Parvovirus PARV4 was discovered in 2005 in an injecting drug user, and is found at 2% among Los Angeles blood donors and at 6% among injecting drug users. In haemophiliacs, the transition from a negative to a positive antibody test for exposure to PARV4 is sometimes accompanied by acute liver inflammation and skin rashes. PARV4 has been found inside the cerebrospinal fluid of encephalitis patients and in stillborn babies. It is not inactivated by heat, detergent or solvent treatments.8 Given its resistance to sterilisation procedures, its ready transmission through injecting drug use, and its multiple appearance in haemophiliacs on treatment, it seems likely to be transmissible through plasma products, though it is too early for conclusive evidence demonstrating or disproving this to be available.

Other newly discovered human blood-borne parvoviruses, the bocaviruses, are known to be related to dog and cattle viruses;8 these have been detected in 5.5% of Italian blood donors.

We can expect more and more emergent diseases, as because of expanding population and degradation of land, people live closer and closer to both livestock and wildlife. The latter contact has already brought us blood-borne HIV-1 (from the Central African Congo basin, via chimpanzees killed as bushmeat), the earlier acquisition of HIV-2 from sooty mangabey monkeys in Western Africa, and SARS (from the Chinese taste for eating exotic wildlife). Intensive farming of livestock represents another forcing ground for emergent disease.

**Task instructions:** Edit the text on blood-borne viruses: reproduce it from the words "Other newly discovered" through the words "for emergent disease.", putting "farm animals" in place of each "livestock".

**Raw data:**
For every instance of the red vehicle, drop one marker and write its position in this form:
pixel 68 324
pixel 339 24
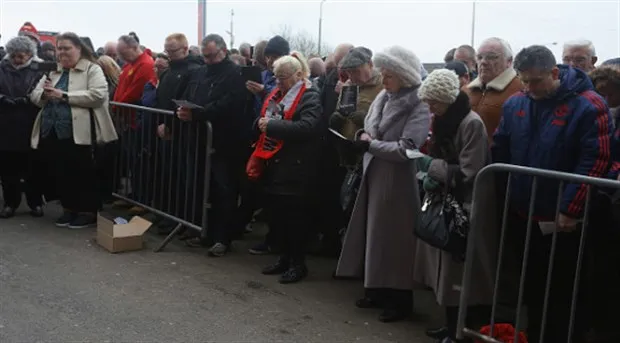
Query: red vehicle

**Your response:**
Other newly discovered human blood-borne parvoviruses, the bocaviruses, are known to be related to dog and cattle viruses;8 these have been detected in 5.5% of Italian blood donors.

We can expect more and more emergent diseases, as because of expanding population and degradation of land, people live closer and closer to both farm animals and wildlife. The latter contact has already brought us blood-borne HIV-1 (from the Central African Congo basin, via chimpanzees killed as bushmeat), the earlier acquisition of HIV-2 from sooty mangabey monkeys in Western Africa, and SARS (from the Chinese taste for eating exotic wildlife). Intensive farming of farm animals represents another forcing ground for emergent disease.